* Work required
From the text on mobile device battery safety below, list every type of product that it says is subject to major manufacturer recalls.

* Text under study
Content starts

The attractiveness of today’s consumer mobile devices is largely defined by the capabilities and limitations of the compact chemical factory known as the battery. Consumers want thinner and lighter devices with more battery life, faster charging, and longer battery lifespan. These demands push the predominately lithium-ion technology to its limits—and in some cases, to the point of compromising safety (figure 1).
According to the U.S. Consumer Product Safety Commission, major manufacturer recalls of laptops, smartphones, portable battery packs, and battery-powered speakers are at risk of fire due to lithium-ion cells. With the increased industry awareness of battery safety, it is useful to review some of the safety mechanisms that are currently being deployed in mobile devices and also look at additional methods that can be used to make mobile device batteries safer in the future.
When discussing the safety of systems, from aircraft to mobile devices, it is useful to picture overall safety as a series of layers, which contribute to making the system safer. Safety is relative; systems can be made safer but are rarely absolutely safe. This is especially true for cost-constrained consumer devices. These layers may comprise design or material choices, tests or mechanisms to address specific known failure mechanisms or in-use active safety monitors to detect and avoid problems before they occur.
It Starts With the Battery
Battery vendors devote significant energy to delivering safe cells by focusing on cell chemistry, materials, cell design, manufacturing, and process control. It should be noted that these efforts have been largely successful. Catastrophic failure rates are extremely low, generally measured in parts-per-million. However, with billions of consumer devices shipping, it is inevitable that a sizable number of failures will occur, including catastrophic failures. Since the late 1990s, numerous industry bodies and international standards organizations have worked hard to improve all aspects of lithium-ion battery implementation, including cell design, manufacturing, cell stress testing, transportation, system implementation, protection circuits, and best practice use guidelines (figure 2).

Content ends

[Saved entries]
Content starts

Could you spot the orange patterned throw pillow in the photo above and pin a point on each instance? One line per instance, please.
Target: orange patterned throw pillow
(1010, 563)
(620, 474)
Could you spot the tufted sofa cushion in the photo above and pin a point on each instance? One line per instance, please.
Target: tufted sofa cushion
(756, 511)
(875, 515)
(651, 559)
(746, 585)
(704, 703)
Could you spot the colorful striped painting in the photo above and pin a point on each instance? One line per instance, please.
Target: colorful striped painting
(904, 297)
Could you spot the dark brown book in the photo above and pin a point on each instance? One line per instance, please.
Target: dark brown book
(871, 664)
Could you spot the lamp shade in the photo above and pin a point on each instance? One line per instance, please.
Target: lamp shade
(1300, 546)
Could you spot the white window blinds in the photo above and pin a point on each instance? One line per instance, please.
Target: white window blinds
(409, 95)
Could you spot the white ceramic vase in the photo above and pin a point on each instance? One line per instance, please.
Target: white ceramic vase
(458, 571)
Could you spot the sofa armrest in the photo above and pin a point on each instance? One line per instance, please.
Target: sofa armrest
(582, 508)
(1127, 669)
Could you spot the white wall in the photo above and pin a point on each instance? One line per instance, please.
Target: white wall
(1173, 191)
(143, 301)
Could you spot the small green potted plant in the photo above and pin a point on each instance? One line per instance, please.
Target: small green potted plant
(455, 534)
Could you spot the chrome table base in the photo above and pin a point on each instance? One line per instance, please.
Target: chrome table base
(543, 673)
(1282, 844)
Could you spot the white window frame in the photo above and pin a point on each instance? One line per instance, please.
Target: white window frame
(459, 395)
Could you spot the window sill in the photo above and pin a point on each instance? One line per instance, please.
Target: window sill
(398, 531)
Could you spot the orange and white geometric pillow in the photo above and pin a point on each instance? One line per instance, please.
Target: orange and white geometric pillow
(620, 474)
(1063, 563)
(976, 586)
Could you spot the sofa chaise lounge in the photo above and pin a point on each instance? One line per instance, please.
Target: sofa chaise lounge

Content ends

* Completed task
Laptops, smartphones, portable battery packs, and battery-powered speakers.